§ **Extract provided**
Efficiently Tracking AI Usage with Vercel AI SDK and Stripe V2 API

Unlock high-throughput AI usage tracking by combining Vercel AI SDK with Stripe’s V2 Meter EventStream API, enabling seamless token consumption metering and billing for modern AI applications at scale.

In modern AI application development, accurately tracking API usage has become a critical component. This is especially true when building systems that need to measure token consumption and bill users accordingly.

Stripe’s usage-based billing APIs provide a convenient solution for this challenge, with their recently released V2 API offering significant improvements. In this article, I’ll show you how to implement high-throughput AI usage tracking by combining the Stripe V2 API with Vercel AI SDK.

Evolution of Stripe’s Usage Metering APIs and Their Differences

As of February 21, 2025, Stripe’s Agent Toolkit SDK for usage metering still uses the v1 Meter Events API.

While the v1 Meter Event API can handle up to 1,000 requests per second, the Meter EventStream API in V2 dramatically increases this limit to 10,000 requests per second. This is a huge advantage for services where many users are simultaneously interacting with AI models.

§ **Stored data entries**
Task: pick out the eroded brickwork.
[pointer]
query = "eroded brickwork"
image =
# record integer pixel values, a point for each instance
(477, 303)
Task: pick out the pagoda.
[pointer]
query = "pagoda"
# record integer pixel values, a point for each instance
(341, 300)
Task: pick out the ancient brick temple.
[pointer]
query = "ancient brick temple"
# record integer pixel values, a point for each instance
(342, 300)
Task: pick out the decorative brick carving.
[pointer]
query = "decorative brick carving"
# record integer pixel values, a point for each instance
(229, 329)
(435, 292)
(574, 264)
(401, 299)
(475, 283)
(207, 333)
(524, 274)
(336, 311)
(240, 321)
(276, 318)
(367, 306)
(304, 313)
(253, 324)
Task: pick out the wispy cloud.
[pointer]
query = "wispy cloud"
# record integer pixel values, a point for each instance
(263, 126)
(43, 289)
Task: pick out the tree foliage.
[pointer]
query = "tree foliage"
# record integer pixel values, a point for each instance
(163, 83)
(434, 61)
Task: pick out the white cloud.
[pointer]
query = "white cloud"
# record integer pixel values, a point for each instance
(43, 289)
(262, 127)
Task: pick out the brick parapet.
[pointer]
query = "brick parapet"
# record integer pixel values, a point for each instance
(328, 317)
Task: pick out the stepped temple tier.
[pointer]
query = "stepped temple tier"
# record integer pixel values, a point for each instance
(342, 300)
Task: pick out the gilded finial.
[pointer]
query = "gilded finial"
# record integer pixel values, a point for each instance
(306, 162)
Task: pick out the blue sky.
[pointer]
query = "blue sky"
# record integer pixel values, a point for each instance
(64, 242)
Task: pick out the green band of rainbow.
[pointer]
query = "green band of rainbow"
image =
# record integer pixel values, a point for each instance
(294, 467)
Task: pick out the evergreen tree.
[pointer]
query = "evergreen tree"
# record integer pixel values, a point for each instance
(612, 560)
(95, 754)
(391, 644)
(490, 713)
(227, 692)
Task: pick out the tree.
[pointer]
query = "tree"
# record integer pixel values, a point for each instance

§ **Problem 1**
Answer these questions from the AI usage tracking article:
(a) Which two tools does the article combine for AI usage tracking?
(b) As of what date does Stripe's Agent Toolkit SDK still use the v1 Meter Events API?
(c) How many requests per second can the V2 Meter EventStream API handle?
§ **Problem 2**
Write out everything in the AI usage tracking article from "In modern AI" down to "bill users accordingly.", substituting "vital" for "critical".
The stored data entries are a separate set of material and not part of the AI usage tracking article.

§ **Answer 1**
(a) The Vercel AI SDK and the Stripe V2 API.
(b) February 21, 2025.
(c) Up to 10,000 requests per second.

§ **Answer 2**
In modern AI application development, accurately tracking API usage has become a vital component. This is especially true when building systems that need to measure token consumption and bill users accordingly.